Extract provided ->
+ + + + + + +
The resulting distributions do have some peculiar characteristics, which are hard to explain. First of all the fact that a probability of occupancy can be obtained independent of whether a particular energy level exists or not. It would seem more acceptable that the distribution function does depend on the density of available states, since it determines where particles can be in the first place. The fact that the distribution function does not depend on the density of states is due to the assumption that a particular energy level is in thermal equilibrium with a large number of other particles. The nature of these particles does not need to be described further as long as their number is indeed very large. The independence of the density of states is very fortunate since it provides a single distribution function for a wide range of systems. A plot of the three distribution functions, the Fermi-Dirac distribution, the Maxwell-Boltzmann distribution and the Bose-Einstein distribution is shown in the figure below, where the Fermi energy was set equal to zero.

distrib.xls - distrib.gif Fig. 2.4.1 Occupancy probability versus energy of the Fermi-Dirac (red curve), the Bose-Einstein (green curve) and the Maxwell-Boltzman (blue curve) distribution.

All three distribution functions are almost equal for large energies (more than a few kT beyond the Fermi energy). The Fermi-Dirac distribution reaches a maximum of 1 for energies which are a few kT below the Fermi energy, while the Bose-Einstein distribution diverges at the Fermi energy and has no validity for energies below the Fermi energy.

2. An Example To better understand the general derivation without going through it, we now consider a system with equidistant energy levels at 0.5, 1.5, 2.5, 3.5, 4.5, 5.5, .... eV, which each can contain two electrons. The electrons are Fermions so that they are indistinguishable from each other and no more than two electrons (with opposite spin) can occupy a given energy level. This system contains 20 electrons and we arbitrarily set the total energy at 106 eV, which is 6 eV more than the minimum possible energy of this system. There are 24 possible and different configurations, which satisfy these particular constraints. Six of those configurations are shown in the figure below, where the red dots represent the electrons:

occdraw.gif Fig. 2.4.2 Six of the 24 possible configurations in which 20 electrons can be placed having an energy of 106 eV.

A complete list of the 24 configurations is shown in the table below:

fddist.xls - occtable.gif Table 2.4.1 All 24 possible configurations in which 20 electrons can be placed having an energy of 106 eV. The average occupancy of each energy level as taken over all (and equally probable) 24 configurations is compared in the figure below to the expected FermiDirac distribution function. A best fit was obtained using a Fermi energy of 9.998 eV and kT = 1.447 eV or T = 16,800 K. The agreement is surprisingly good considering the small size of this system.
+ + + + + + +
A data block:
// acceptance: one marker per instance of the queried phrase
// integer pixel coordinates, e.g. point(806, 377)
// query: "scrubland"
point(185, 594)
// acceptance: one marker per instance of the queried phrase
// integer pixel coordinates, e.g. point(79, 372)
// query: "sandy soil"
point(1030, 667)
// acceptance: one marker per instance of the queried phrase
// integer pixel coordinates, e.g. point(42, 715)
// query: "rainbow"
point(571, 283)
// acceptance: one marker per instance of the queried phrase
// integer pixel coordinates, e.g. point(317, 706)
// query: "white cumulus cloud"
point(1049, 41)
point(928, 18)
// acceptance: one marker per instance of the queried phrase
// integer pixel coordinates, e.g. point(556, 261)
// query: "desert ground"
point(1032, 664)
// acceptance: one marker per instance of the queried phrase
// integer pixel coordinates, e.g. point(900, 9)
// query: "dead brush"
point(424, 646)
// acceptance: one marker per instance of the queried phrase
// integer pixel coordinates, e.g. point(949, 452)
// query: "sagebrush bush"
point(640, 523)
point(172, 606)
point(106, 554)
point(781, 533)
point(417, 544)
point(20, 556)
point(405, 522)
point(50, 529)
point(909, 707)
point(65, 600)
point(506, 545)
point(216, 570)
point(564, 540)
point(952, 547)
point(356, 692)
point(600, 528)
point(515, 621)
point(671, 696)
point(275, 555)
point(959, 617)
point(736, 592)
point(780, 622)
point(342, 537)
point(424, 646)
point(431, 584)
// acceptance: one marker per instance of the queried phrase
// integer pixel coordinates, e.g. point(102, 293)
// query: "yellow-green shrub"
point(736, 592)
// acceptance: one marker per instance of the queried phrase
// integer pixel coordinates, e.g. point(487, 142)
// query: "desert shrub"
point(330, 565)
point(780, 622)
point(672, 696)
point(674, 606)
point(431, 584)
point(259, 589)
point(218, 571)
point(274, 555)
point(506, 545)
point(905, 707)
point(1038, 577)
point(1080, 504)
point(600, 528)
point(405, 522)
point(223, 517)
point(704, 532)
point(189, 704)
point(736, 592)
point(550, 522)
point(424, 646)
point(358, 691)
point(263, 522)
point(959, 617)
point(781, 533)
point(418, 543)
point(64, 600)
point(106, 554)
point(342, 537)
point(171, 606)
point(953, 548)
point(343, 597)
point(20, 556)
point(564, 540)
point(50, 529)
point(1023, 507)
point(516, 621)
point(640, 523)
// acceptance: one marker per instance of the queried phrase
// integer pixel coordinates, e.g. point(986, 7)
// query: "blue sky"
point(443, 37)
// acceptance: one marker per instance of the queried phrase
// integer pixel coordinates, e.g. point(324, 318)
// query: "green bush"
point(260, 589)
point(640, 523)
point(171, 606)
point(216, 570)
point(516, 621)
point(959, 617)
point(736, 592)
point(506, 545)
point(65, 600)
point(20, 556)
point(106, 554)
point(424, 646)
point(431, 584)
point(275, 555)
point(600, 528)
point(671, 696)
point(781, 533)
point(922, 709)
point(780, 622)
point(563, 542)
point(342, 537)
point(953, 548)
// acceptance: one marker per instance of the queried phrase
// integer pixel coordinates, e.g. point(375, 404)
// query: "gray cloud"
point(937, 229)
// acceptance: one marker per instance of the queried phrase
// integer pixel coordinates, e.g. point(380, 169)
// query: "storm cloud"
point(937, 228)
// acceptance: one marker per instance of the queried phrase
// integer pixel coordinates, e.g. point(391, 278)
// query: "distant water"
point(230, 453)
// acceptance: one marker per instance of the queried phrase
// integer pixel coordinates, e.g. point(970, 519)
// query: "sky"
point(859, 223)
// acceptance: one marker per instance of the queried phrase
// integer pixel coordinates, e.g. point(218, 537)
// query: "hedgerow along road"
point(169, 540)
+ + + + + + +
Problems ->
1) Could you write out the records from their start through the line containing "point(1030, 667)", substituting "pin" for "marker" and leaving everything else unchanged?
2) Can you pick up the text on occupancy distribution functions after its last sentence and continue it?

Written responses ->
1)
// acceptance: one pin per instance of the queried phrase
// integer pixel coordinates, e.g. point(806, 377)
// query: "scrubland"
point(185, 594)
// acceptance: one pin per instance of the queried phrase
// integer pixel coordinates, e.g. point(79, 372)
// query: "sandy soil"
point(1030, 667)

2)
fddist.xls - occprob.gif

Fig. 2.4.3 Probability versus energy averaged over the 24 possible configurations of the example (red squares) fitted with a Fermi-Dirac function (green curve) using kT = 1.447 eV and EF= 9.998 eV. 3. The Fermi-Dirac distribution function The Fermi-Dirac probability density function provides the probability that an energy level is occupied by a Fermion which is in thermal equilibrium with a large reservoir. Fermions are by definition particles with half-integer spin (1/2, 3/2, 5/2 ...). A unique characteristic of Fermions is that they obey the Pauli exclusion principle which states that only one Fermion can occupy a state which is defined by its set of quantum numbers n,k,l and s. The definition of Fermions could therefore also be particles which obey the Pauli exclusion principle. All such particles also happen to have a half-integer spin. Electrons as well as holes have a spin 1/2 and obey the Pauli exclusion principle. As these particles are added to an energy band, they will fill the available states in an energy band just like water fills a bucket. The states with the lowest energy are filled first, followed by the next higher ones. At absolute zero temperature (T = 0 K), the energy levels are all filled up to a maximum energy which we call the Fermi level. No states above the Fermi level are filled. At higher temperature one finds that the transition between completely filled states and completely empty states is gradual rather than abrupt. The Fermi function which describes this behavior, is given by:

(f18) This function is plotted in the figure below.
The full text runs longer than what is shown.